▶ **Excerpt to read**
☆ ☆ ☆

P3-61 Transfer of Microorganisms from a Dairy Calf Operation to an Adjacent Pistachio Orchard

Wednesday, July 12, 2017
Exhibit Hall (Tampa Convention Center)
Christopher Theofel , University of California-Davis , Davis , CA
Thomas Williams , University of California-Davis , Davis , CA
Eduardo Gutierrez , North Carolina State University , Raleigh , NC
Gordon Davidson , U.S. Food and Drug Administration , College Park , MD
Michele Jay-Russell , University of California-Davis, Western Center for Food Safety , Davis , CA
Linda J. Harris , University of California-Davis , Davis , CA
Introduction:  In recent surveys, Salmonella has been isolated from raw unprocessed pistachios at a prevalence of about 0.60%. Sources of Salmonella in pistachios are not well understood including the potential for contamination in the orchard prior to or during harvest.

Purpose:  To evaluate transfer of microorganisms from a livestock operation to an adjacent pistachio orchard.

Methods:  Orchard surface (drag swab), air (microbiological air sampling device), soil, and dust (pistachio leaf surface) samples were collected in an orchard adjacent (<20 m distance) to a commercial dairy calf operation (livestock orchard) and a single control orchard (surrounded by other pistachio orchards) over a two-year period. Air and cattle manure samples were collected within the livestock operation. Dry solids rinsed from leaf surfaces, aerobic plate count, presence of Salmonella and Escherichia coli,and bacterial community analysis through 16S rRNA sequencing were determined.

Results:  Salmonella was isolated from manure and from 4 of 63 drag swabs collected from within the livestock orchard, but not from drag swabs collected within the control orchard (0 of 12). Salmonella was not detected in air or soil samples collected within the orchards (0 of 303). E. coli was isolated from 25 of 45 (56%) and 1 of 18 (5.6%) soil samples in the livestock and control orchards, respectively. Escherichia coli was isolated from 46 of 198 (23%) and 1 of 36 (2.8%) air samples in the livestock and control orchards, respectively. Members of the Corynebacteriaceae family, often associated with animals and the most prevalent bacterial family present in manure samples taken within the livestock operation, were, on average, more abundant (21%) in the phyllosphere of trees in the livestock orchard than in the control orchard (5.8%).

Significance:  Livestock-associated microorganisms from animal operations may transfer into adjacent orchards; the food safety implication of this movement is unknown.

☆ ☆ ☆

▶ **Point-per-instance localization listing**
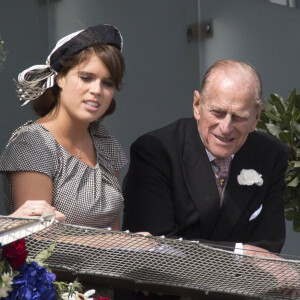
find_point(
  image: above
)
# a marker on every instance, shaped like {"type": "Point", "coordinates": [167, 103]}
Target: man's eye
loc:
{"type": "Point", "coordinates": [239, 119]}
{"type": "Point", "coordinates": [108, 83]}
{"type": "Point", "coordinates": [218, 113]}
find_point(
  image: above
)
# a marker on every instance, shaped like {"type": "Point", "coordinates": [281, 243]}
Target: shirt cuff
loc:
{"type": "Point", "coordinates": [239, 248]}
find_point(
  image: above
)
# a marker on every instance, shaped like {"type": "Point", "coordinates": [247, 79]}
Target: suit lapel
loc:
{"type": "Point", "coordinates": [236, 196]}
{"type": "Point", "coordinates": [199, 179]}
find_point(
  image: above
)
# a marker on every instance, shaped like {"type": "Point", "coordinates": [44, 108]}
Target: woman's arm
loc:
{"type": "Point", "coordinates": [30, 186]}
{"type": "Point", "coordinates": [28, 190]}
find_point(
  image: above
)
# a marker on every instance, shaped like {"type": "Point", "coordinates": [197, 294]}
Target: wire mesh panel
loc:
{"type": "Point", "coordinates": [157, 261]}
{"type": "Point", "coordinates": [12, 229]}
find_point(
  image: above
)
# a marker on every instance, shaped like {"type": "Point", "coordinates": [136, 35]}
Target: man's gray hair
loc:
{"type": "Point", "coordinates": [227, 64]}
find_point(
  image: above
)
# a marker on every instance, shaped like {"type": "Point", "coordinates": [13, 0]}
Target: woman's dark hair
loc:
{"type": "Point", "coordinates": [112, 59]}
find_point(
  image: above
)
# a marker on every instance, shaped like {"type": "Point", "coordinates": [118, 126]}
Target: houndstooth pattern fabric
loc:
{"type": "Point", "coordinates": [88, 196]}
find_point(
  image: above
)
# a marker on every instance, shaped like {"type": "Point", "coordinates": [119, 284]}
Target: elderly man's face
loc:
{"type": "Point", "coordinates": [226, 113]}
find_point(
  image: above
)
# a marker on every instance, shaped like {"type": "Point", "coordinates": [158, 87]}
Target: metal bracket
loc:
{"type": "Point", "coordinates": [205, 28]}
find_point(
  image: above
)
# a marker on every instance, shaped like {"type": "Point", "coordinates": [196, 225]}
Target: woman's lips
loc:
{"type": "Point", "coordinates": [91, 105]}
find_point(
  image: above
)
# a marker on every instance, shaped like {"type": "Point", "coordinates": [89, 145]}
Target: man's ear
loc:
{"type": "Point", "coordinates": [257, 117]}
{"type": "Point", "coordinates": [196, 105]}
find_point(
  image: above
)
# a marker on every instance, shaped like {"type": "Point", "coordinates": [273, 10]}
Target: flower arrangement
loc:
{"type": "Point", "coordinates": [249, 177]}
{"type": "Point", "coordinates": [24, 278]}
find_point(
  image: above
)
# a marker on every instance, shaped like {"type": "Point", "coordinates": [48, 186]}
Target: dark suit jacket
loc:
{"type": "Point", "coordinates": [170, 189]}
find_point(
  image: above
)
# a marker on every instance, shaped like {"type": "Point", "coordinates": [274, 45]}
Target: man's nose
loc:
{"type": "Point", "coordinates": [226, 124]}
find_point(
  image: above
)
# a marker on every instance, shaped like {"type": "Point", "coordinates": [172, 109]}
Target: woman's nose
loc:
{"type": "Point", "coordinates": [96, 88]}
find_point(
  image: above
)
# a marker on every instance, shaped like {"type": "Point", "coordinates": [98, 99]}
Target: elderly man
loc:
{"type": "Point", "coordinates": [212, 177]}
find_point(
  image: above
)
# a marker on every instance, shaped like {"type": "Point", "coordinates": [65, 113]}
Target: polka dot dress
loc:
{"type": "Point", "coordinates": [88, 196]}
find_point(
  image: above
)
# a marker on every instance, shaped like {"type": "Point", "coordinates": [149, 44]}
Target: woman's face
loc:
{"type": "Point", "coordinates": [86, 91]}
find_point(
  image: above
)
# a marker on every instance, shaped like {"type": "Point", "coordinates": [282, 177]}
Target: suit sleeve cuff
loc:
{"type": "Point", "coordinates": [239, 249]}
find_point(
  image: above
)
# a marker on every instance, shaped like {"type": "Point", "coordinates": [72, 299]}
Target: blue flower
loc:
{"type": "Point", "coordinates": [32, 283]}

☆ ☆ ☆

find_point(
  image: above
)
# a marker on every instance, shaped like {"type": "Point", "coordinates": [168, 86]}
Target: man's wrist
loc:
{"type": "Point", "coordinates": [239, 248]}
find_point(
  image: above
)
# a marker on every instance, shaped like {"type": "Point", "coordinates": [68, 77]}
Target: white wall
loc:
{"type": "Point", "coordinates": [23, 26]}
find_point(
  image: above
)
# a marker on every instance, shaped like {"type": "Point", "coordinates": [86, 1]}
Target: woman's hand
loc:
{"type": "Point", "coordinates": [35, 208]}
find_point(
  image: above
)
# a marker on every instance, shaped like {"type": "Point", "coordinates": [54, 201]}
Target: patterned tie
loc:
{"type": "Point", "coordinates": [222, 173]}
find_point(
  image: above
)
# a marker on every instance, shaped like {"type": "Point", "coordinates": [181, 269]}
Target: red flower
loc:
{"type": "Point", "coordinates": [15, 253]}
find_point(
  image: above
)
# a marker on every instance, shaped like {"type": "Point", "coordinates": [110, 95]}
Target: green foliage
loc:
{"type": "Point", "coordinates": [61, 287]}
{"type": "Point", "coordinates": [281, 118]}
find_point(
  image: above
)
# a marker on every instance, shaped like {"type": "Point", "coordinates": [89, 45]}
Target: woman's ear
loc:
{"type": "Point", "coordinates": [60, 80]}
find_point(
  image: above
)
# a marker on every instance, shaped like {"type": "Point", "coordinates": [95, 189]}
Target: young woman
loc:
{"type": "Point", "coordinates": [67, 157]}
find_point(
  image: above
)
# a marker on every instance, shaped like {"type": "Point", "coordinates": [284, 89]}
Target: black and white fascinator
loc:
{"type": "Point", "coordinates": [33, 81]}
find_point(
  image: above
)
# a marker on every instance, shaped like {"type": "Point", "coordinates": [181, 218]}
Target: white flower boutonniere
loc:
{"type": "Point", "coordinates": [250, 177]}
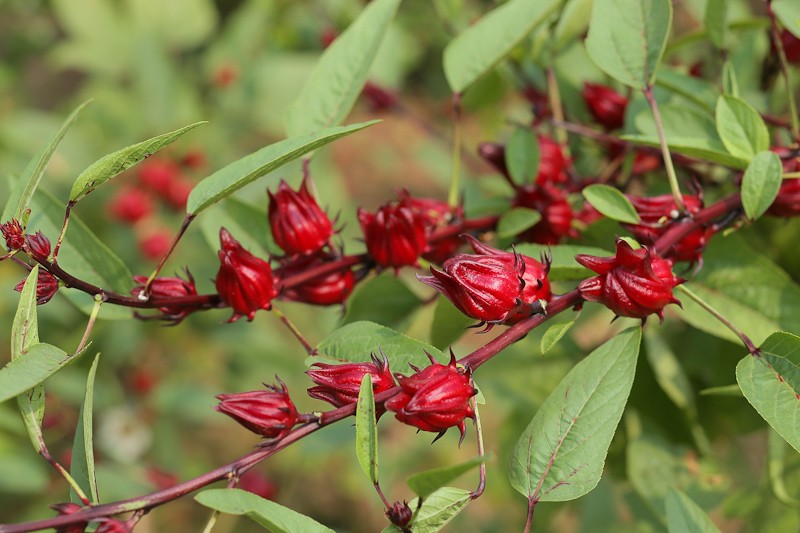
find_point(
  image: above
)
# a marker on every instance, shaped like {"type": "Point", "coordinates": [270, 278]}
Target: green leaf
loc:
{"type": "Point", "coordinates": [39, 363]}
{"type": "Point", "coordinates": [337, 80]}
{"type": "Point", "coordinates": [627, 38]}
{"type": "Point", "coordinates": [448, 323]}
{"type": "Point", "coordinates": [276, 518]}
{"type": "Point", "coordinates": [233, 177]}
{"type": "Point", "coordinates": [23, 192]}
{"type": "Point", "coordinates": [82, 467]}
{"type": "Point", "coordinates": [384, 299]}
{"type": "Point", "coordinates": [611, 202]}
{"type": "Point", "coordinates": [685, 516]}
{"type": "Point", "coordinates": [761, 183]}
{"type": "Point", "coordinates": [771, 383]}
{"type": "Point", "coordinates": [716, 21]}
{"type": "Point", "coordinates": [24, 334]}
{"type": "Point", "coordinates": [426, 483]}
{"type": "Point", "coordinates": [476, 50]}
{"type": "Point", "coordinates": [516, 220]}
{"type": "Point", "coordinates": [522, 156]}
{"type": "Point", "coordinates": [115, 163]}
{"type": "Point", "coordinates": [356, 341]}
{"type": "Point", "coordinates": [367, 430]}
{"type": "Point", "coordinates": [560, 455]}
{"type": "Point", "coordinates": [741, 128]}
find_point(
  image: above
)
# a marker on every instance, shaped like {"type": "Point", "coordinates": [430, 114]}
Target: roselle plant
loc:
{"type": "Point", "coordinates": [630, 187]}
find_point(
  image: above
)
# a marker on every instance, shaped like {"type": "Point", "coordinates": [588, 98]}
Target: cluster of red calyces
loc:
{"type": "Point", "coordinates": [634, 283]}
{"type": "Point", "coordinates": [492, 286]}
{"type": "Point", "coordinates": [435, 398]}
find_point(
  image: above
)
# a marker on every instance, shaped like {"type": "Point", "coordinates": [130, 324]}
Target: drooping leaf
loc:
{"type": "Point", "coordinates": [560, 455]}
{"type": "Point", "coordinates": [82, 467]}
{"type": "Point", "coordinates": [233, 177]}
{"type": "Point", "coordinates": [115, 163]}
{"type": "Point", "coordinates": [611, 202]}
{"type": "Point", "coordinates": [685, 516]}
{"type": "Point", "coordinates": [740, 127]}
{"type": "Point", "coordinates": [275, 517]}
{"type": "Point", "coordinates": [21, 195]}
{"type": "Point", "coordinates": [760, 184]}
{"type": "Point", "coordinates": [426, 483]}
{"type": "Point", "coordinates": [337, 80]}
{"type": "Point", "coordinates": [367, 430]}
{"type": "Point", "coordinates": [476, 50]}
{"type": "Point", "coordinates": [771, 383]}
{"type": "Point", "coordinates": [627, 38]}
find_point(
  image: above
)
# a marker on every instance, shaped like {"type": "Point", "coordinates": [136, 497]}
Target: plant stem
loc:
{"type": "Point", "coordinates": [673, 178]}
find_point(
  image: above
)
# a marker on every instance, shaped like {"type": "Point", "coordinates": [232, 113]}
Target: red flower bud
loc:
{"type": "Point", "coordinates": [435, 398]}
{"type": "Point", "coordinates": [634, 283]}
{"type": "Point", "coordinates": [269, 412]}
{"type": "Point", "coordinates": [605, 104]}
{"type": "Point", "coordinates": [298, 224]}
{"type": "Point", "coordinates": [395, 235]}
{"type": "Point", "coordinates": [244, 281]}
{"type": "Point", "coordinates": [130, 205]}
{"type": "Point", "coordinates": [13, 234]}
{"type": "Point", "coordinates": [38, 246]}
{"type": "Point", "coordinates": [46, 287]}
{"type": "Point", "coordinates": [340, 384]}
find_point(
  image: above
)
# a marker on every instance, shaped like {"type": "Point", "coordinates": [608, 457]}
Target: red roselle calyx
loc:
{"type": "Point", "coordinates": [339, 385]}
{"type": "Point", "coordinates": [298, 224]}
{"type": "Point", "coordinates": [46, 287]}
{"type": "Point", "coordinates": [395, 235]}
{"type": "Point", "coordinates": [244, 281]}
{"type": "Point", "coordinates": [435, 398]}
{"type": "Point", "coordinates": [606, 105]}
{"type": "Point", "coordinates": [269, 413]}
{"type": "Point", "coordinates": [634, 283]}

☆ ☆ ☆

▶ **What you should do**
Write out the pistachio orchard abstract word for word, everything from "P3-61 Transfer of" down to "(Tampa Convention Center)". The listing has no connection to the pistachio orchard abstract.

▶ **Task output**
P3-61 Transfer of Microorganisms from a Dairy Calf Operation to an Adjacent Pistachio Orchard

Wednesday, July 12, 2017
Exhibit Hall (Tampa Convention Center)